» Objective
Entries follow. Set all of them down as they stand.

» Dataset records
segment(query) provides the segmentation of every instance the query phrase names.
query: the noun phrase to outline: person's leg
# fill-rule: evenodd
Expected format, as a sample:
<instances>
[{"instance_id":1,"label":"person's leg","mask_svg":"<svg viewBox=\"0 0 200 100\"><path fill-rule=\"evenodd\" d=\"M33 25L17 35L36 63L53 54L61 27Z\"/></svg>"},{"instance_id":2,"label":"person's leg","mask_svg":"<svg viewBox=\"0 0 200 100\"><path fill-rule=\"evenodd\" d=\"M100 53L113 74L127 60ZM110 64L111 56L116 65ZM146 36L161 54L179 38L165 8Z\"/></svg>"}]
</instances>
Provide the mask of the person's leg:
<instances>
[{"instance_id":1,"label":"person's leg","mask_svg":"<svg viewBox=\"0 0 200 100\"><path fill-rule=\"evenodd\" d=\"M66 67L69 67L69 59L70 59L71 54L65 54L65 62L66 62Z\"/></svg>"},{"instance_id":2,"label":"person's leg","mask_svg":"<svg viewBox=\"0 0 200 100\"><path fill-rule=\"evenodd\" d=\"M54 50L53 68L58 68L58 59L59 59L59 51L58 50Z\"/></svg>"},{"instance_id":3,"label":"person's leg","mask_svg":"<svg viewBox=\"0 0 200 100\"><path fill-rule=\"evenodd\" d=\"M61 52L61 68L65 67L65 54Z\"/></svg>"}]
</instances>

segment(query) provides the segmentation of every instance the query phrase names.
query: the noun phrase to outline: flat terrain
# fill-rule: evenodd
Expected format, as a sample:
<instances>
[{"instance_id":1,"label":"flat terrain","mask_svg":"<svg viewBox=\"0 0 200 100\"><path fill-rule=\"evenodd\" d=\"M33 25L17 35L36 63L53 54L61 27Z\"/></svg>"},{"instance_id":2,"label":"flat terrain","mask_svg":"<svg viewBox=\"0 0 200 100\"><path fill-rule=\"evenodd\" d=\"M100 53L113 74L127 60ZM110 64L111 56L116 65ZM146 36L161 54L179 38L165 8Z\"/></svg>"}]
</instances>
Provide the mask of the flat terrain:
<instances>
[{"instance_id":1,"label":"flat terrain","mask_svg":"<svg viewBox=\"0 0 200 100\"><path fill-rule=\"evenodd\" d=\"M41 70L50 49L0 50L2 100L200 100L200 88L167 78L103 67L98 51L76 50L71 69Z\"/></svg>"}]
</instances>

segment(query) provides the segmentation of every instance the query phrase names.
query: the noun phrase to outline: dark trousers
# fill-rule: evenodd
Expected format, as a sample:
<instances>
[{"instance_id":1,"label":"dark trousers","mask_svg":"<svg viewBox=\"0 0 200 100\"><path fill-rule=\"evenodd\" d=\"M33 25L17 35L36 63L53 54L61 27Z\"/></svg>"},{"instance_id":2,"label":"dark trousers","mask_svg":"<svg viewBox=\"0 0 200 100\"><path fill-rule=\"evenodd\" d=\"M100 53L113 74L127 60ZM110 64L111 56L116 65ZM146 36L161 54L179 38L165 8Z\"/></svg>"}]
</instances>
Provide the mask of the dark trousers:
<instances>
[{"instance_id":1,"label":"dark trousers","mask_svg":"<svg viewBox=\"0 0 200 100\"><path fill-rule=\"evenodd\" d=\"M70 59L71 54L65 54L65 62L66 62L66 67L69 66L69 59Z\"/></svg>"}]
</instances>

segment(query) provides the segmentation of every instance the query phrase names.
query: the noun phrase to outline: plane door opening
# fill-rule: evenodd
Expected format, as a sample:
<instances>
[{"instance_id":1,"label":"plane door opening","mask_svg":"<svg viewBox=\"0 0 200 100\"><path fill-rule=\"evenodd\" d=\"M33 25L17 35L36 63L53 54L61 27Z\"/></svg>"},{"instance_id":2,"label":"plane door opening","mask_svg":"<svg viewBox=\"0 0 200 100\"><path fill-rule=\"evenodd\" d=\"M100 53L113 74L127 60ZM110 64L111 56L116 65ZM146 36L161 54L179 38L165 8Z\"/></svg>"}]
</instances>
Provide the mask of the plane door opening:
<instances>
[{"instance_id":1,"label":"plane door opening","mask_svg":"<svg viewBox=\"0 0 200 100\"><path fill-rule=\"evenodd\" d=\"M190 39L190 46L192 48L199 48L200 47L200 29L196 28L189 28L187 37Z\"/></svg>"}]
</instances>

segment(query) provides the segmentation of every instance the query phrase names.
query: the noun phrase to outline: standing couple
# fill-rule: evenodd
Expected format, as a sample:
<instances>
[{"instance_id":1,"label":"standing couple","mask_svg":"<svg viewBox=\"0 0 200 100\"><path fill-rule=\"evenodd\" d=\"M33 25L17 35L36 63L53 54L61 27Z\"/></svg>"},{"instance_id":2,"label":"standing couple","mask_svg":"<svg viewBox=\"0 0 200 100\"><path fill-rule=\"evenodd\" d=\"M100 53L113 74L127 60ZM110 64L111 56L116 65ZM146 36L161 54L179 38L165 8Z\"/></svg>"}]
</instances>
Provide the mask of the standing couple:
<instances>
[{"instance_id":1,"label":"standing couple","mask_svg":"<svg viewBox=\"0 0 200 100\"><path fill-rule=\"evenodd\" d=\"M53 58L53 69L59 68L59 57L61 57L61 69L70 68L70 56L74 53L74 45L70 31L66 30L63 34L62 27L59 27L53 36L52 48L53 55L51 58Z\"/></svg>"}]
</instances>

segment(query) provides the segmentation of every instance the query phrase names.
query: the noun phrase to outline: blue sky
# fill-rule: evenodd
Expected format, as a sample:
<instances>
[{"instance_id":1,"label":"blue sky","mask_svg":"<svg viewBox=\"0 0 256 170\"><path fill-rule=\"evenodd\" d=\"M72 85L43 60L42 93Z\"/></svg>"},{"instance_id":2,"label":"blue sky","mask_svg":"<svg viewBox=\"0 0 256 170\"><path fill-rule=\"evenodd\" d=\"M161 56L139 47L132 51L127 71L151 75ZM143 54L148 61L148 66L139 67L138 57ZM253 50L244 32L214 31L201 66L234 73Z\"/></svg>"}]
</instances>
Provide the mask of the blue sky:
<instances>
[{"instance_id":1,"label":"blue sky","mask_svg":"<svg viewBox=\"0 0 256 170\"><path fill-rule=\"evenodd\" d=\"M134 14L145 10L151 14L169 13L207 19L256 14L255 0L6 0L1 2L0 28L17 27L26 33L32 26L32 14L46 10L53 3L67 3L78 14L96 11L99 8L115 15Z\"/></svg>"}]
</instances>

» Solution to the exercise
segment(query) provides the segmentation of every instance the query phrase names.
query: the noun phrase to outline: person's leg
# fill-rule: evenodd
Expected format, as a sample:
<instances>
[{"instance_id":1,"label":"person's leg","mask_svg":"<svg viewBox=\"0 0 200 100\"><path fill-rule=\"evenodd\" d=\"M33 25L17 35L36 63L53 54L61 27Z\"/></svg>"},{"instance_id":2,"label":"person's leg","mask_svg":"<svg viewBox=\"0 0 200 100\"><path fill-rule=\"evenodd\" d=\"M100 53L113 74L127 60ZM110 64L111 56L116 65ZM146 36L161 54L179 38L165 8Z\"/></svg>"}]
</instances>
Provide the mask of the person's leg:
<instances>
[{"instance_id":1,"label":"person's leg","mask_svg":"<svg viewBox=\"0 0 200 100\"><path fill-rule=\"evenodd\" d=\"M66 67L69 67L69 59L70 59L71 54L65 54L65 62L66 62Z\"/></svg>"},{"instance_id":2,"label":"person's leg","mask_svg":"<svg viewBox=\"0 0 200 100\"><path fill-rule=\"evenodd\" d=\"M54 50L53 68L58 68L58 59L59 59L59 51L58 50Z\"/></svg>"},{"instance_id":3,"label":"person's leg","mask_svg":"<svg viewBox=\"0 0 200 100\"><path fill-rule=\"evenodd\" d=\"M61 52L61 68L65 67L65 54Z\"/></svg>"}]
</instances>

segment(query) provides the segmentation of every instance the query phrase names.
query: the noun phrase to outline: flat terrain
# fill-rule: evenodd
Expected format, as a sample:
<instances>
[{"instance_id":1,"label":"flat terrain","mask_svg":"<svg viewBox=\"0 0 200 100\"><path fill-rule=\"evenodd\" d=\"M33 25L17 35L36 63L53 54L61 27Z\"/></svg>"},{"instance_id":2,"label":"flat terrain","mask_svg":"<svg viewBox=\"0 0 200 100\"><path fill-rule=\"evenodd\" d=\"M100 53L113 74L127 60ZM110 64L111 56L116 65ZM146 36L161 54L179 38L165 8Z\"/></svg>"}]
</instances>
Provide the mask of the flat terrain:
<instances>
[{"instance_id":1,"label":"flat terrain","mask_svg":"<svg viewBox=\"0 0 200 100\"><path fill-rule=\"evenodd\" d=\"M41 70L50 49L0 50L2 100L200 100L200 88L167 78L103 67L98 51L76 50L71 69Z\"/></svg>"}]
</instances>

segment(query) provides the segmentation of every instance the query phrase names.
query: the noun phrase to outline: dark trousers
# fill-rule: evenodd
Expected format, as a sample:
<instances>
[{"instance_id":1,"label":"dark trousers","mask_svg":"<svg viewBox=\"0 0 200 100\"><path fill-rule=\"evenodd\" d=\"M33 25L17 35L36 63L53 54L61 27Z\"/></svg>"},{"instance_id":2,"label":"dark trousers","mask_svg":"<svg viewBox=\"0 0 200 100\"><path fill-rule=\"evenodd\" d=\"M100 53L113 74L127 60ZM110 64L111 56L116 65ZM146 36L161 54L179 38L165 8Z\"/></svg>"}]
</instances>
Provide the mask of the dark trousers:
<instances>
[{"instance_id":1,"label":"dark trousers","mask_svg":"<svg viewBox=\"0 0 200 100\"><path fill-rule=\"evenodd\" d=\"M70 59L71 54L65 54L65 62L66 62L66 67L69 66L69 59Z\"/></svg>"}]
</instances>

segment(query) provides the segmentation of every instance the query phrase names.
query: the noun phrase to outline: plane door opening
# fill-rule: evenodd
Expected format, as a sample:
<instances>
[{"instance_id":1,"label":"plane door opening","mask_svg":"<svg viewBox=\"0 0 200 100\"><path fill-rule=\"evenodd\" d=\"M33 25L17 35L36 63L53 54L61 27Z\"/></svg>"},{"instance_id":2,"label":"plane door opening","mask_svg":"<svg viewBox=\"0 0 200 100\"><path fill-rule=\"evenodd\" d=\"M100 53L113 74L127 60ZM110 64L111 56L116 65ZM146 36L161 54L179 38L165 8Z\"/></svg>"}]
</instances>
Provide the mask of the plane door opening:
<instances>
[{"instance_id":1,"label":"plane door opening","mask_svg":"<svg viewBox=\"0 0 200 100\"><path fill-rule=\"evenodd\" d=\"M190 39L190 46L192 48L199 48L200 47L200 29L196 28L189 28L187 37Z\"/></svg>"}]
</instances>

segment(query) provides the segmentation of every instance the query phrase names.
query: the noun phrase to outline: standing couple
# fill-rule: evenodd
Expected format, as a sample:
<instances>
[{"instance_id":1,"label":"standing couple","mask_svg":"<svg viewBox=\"0 0 200 100\"><path fill-rule=\"evenodd\" d=\"M33 25L17 35L36 63L53 54L61 27Z\"/></svg>"},{"instance_id":2,"label":"standing couple","mask_svg":"<svg viewBox=\"0 0 200 100\"><path fill-rule=\"evenodd\" d=\"M100 53L113 74L127 60ZM110 64L111 56L116 65ZM146 36L161 54L179 38L165 8Z\"/></svg>"}]
</instances>
Provide the mask of the standing couple:
<instances>
[{"instance_id":1,"label":"standing couple","mask_svg":"<svg viewBox=\"0 0 200 100\"><path fill-rule=\"evenodd\" d=\"M53 58L53 69L59 68L59 57L61 57L61 69L70 68L70 56L74 53L74 45L70 31L66 30L63 34L62 27L59 27L53 36L52 48L53 55L51 58Z\"/></svg>"}]
</instances>

segment(query) provides the segmentation of every instance the query phrase names.
query: the noun phrase to outline: blue sky
# fill-rule: evenodd
Expected format, as a sample:
<instances>
[{"instance_id":1,"label":"blue sky","mask_svg":"<svg viewBox=\"0 0 256 170\"><path fill-rule=\"evenodd\" d=\"M72 85L43 60L42 93Z\"/></svg>"},{"instance_id":2,"label":"blue sky","mask_svg":"<svg viewBox=\"0 0 256 170\"><path fill-rule=\"evenodd\" d=\"M161 56L139 47L132 51L127 71L151 75ZM143 54L148 61L148 66L139 67L138 57ZM253 50L244 32L214 31L201 66L234 73Z\"/></svg>"}]
</instances>
Provide the mask of the blue sky:
<instances>
[{"instance_id":1,"label":"blue sky","mask_svg":"<svg viewBox=\"0 0 256 170\"><path fill-rule=\"evenodd\" d=\"M134 14L145 10L151 14L169 13L207 19L256 14L255 0L6 0L1 2L0 28L17 27L26 33L32 26L32 14L46 10L53 3L67 3L78 14L96 11L99 8L115 15Z\"/></svg>"}]
</instances>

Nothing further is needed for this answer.